Stored data entries
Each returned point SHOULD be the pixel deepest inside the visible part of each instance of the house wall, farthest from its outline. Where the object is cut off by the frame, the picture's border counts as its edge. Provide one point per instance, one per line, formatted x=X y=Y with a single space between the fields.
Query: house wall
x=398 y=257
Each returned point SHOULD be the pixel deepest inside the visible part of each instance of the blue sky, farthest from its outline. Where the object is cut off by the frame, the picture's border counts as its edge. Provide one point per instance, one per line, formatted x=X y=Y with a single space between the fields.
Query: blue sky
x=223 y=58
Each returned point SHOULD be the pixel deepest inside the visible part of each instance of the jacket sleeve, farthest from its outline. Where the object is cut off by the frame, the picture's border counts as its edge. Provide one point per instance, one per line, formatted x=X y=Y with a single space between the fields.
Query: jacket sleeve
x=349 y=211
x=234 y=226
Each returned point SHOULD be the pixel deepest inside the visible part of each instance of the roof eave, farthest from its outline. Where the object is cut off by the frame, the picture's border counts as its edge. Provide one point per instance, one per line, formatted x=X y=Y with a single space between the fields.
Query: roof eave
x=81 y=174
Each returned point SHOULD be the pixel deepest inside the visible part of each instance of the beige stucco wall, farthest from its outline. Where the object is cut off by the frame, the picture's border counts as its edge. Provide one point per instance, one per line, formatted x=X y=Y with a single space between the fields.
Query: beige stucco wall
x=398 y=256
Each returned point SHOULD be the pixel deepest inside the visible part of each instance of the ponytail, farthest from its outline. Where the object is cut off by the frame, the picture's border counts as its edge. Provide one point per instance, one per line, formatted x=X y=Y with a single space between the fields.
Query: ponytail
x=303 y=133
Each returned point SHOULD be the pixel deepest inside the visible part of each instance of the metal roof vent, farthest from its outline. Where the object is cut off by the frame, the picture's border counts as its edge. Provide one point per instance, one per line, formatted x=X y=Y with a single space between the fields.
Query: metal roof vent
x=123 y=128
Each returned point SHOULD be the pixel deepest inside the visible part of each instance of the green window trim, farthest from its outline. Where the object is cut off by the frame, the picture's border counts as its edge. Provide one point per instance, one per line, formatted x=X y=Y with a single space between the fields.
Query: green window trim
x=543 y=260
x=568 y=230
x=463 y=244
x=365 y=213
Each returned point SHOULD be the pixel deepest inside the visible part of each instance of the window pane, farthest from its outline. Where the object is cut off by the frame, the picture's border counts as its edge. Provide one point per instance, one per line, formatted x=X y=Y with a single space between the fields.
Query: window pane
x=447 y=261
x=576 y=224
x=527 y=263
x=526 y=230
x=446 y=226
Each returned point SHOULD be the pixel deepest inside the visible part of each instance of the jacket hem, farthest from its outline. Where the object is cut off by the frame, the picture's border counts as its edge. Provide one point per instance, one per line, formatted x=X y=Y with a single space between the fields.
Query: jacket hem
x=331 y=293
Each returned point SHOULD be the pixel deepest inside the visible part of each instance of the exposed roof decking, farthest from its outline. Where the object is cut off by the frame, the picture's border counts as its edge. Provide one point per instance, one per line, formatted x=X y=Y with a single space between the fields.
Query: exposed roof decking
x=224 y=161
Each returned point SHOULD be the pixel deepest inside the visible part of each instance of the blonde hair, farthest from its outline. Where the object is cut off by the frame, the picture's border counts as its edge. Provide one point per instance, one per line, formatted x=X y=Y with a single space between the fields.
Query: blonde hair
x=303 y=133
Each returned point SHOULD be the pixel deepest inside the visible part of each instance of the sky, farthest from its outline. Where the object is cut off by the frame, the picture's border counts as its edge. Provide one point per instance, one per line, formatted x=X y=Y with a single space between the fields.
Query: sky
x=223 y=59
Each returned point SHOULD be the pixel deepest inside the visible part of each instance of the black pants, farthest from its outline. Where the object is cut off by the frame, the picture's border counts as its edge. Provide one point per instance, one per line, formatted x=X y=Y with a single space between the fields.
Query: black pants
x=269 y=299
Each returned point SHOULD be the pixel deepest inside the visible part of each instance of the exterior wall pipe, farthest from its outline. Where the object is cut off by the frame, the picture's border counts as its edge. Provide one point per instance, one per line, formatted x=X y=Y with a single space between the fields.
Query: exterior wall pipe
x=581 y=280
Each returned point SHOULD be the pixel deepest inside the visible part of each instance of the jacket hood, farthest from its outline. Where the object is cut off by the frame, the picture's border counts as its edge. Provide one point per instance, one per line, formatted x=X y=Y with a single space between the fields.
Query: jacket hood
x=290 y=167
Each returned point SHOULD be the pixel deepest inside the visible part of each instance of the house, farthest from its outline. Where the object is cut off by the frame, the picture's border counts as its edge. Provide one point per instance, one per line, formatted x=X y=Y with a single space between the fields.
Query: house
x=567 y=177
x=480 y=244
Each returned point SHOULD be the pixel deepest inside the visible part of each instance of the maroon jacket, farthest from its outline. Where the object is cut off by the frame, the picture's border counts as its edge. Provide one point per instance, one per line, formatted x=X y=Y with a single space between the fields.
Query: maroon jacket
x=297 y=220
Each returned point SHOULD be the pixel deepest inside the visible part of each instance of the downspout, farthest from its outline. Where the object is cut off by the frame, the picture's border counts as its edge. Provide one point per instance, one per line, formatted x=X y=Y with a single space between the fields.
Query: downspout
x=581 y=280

Exercise prompt
Update all of these lines so that "outline" becomes "contour" wherever it occurs, and leave every other part unchanged.

Exercise response
Each returned point SHOULD be the pixel deepest inside the visible part of each instance of the house wall, farthest from its contour. Where the object is cut off by the frame, the picture's border counts as its edge. Provide one point per instance, one per line, formatted x=X y=Y with a single space between the fields.
Query: house wall
x=398 y=257
Each returned point SHOULD be the pixel deepest inside the visible part of each instance of the blue sky, farthest from its contour. Where the object is cut off by the frame, the picture's border counts as its edge. Provide one point per instance, one per line, formatted x=X y=Y with a single space between the fields.
Query: blue sky
x=223 y=58
Each returned point SHOULD be the pixel deepest inside the visible part of each instance of the jacket sleeve, farthest from its contour. Where the object is cut off by the frame, the picture's border counts as its edge. Provide one point per instance, one per line, formatted x=X y=Y with a single space between the fields.
Query: jacket sleeve
x=349 y=211
x=234 y=226
Each returned point SHOULD be the pixel deepest inside the visible part of each instance of the roof eave, farthest from its contour. Where the object is cut off by the frame, the picture's border counts as its edge. Provide one point per instance, one per line, formatted x=X y=Y with a single space between the fields.
Query: roof eave
x=81 y=174
Each returned point SHOULD be the pixel deepest inside the visible part of each instance of the beige stucco wall, farthest from its contour. Where the object is cut off by the frame, the picture's border counts as its edge. Provide one point per instance, one per line, formatted x=X y=Y with a single space between the fields.
Query: beige stucco wall
x=398 y=256
Each returned point SHOULD be the pixel deepest inside the visible part of each instance of the ponytail, farthest from its contour. Where the object is cut off by the frame, the picture's border counts as its edge. Provide one point per instance, one per line, formatted x=X y=Y with a single space between the fields.
Query: ponytail
x=303 y=133
Each returned point SHOULD be the pixel deepest inside the visible part of each instance of the metal roof vent, farthest from its contour. Where the object is cut off by the frame, the picture's border counts as its edge. Provide one point per instance, one per line, formatted x=X y=Y with a single space between the fields.
Query: metal roof vent
x=123 y=128
Each returned point SHOULD be the pixel deepest inside the visible part of each instance of the green window trim, farthest from its contour. Where the object is cut off by the frame, the picture's border counts as its edge. Provide one point per instance, one per line, formatted x=X y=Y with a single space between the fields.
Query: green window trim
x=543 y=260
x=568 y=230
x=463 y=244
x=365 y=213
Each returned point SHOULD be the pixel deepest inside the visible part of each instance of the window pane, farthest from its contour. Where the object is cut off by the frame, the picture's border counts as its edge. Provide one point per instance, one per line, formatted x=X y=Y with a single space between the fields.
Query: window pane
x=447 y=261
x=576 y=224
x=527 y=263
x=526 y=230
x=446 y=226
Each returned point SHOULD be the pixel deepest inside the visible part of each instance of the jacket hem, farthest from its contour. Where the object is cut off by the frame, the picture's border counts as its edge. Provide one point per instance, one per line, formatted x=X y=Y with a single space between the fields.
Query: jacket hem
x=331 y=293
Each returned point SHOULD be the pixel deepest inside the visible part of each instance of the exposed roof decking, farthest from its contour. Where the object is cut off by the frame, the picture's border counts as its edge. Provide one point per instance, one per line, formatted x=X y=Y with a single space between the fields.
Query: exposed roof decking
x=224 y=161
Each returned point SHOULD be the pixel deepest inside the visible part of each instance of the blonde hair, farthest from its contour. Where the object is cut off by the frame, the picture's border counts as its edge. Provide one point per instance, one per line, formatted x=X y=Y with a single space between the fields.
Query: blonde hair
x=303 y=133
Each returned point SHOULD be the pixel deepest inside the visible part of each instance of the sky, farthest from its contour. Where the object is cut off by the frame, the picture's border counts as its edge. Provide one point per instance, one per line, formatted x=X y=Y with a single space between the fields.
Query: sky
x=223 y=59
Each returned point SHOULD be the pixel deepest inside the visible part of each instance of the black pants, farthest from its contour. Where the object is cut off by the frame, the picture's border counts as its edge. Provide one point per instance, one per line, formatted x=X y=Y with a single space between the fields.
Query: black pants
x=269 y=299
Each returned point SHOULD be the pixel deepest inside the visible part of each instance of the exterior wall pipe, farthest from its contour. Where the object is cut off by the frame, the picture's border counts as its edge. Provide one point per instance, one per line, formatted x=X y=Y with a single space between the fields.
Query: exterior wall pipe
x=581 y=280
Each returned point SHOULD be the pixel deepest inside the visible part of each instance of the jacket hood, farthest from its contour. Where the object is cut off by the frame, the picture's border counts as its edge. Provide one point per instance, one per line, formatted x=X y=Y with a single space between the fields.
Query: jacket hood
x=290 y=167
Each returned point SHOULD be the pixel deepest inside the visible part of each instance of the house, farthest from its contour. Where the object is cut off by the frame, the picture's border counts as its edge. Provide one point per instance, one per line, formatted x=X y=Y with a single space between the fields.
Query: house
x=567 y=177
x=480 y=244
Each returned point SHOULD be the pixel deepest inside the visible part of each instance of the maroon jacket, farthest from its contour. Where the object is cut off by the frame, the picture's border counts as its edge. Provide one point per instance, one per line, formatted x=X y=Y with a single space between the fields.
Query: maroon jacket
x=297 y=220
Each returned point SHOULD be the pixel deepest inside the visible part of each instance of the downspout, farthest from its contour. Where the object is cut off by the frame, the picture's border counts as its edge. Provide one point per instance, one per line, formatted x=X y=Y with a single space between the fields.
Query: downspout
x=581 y=280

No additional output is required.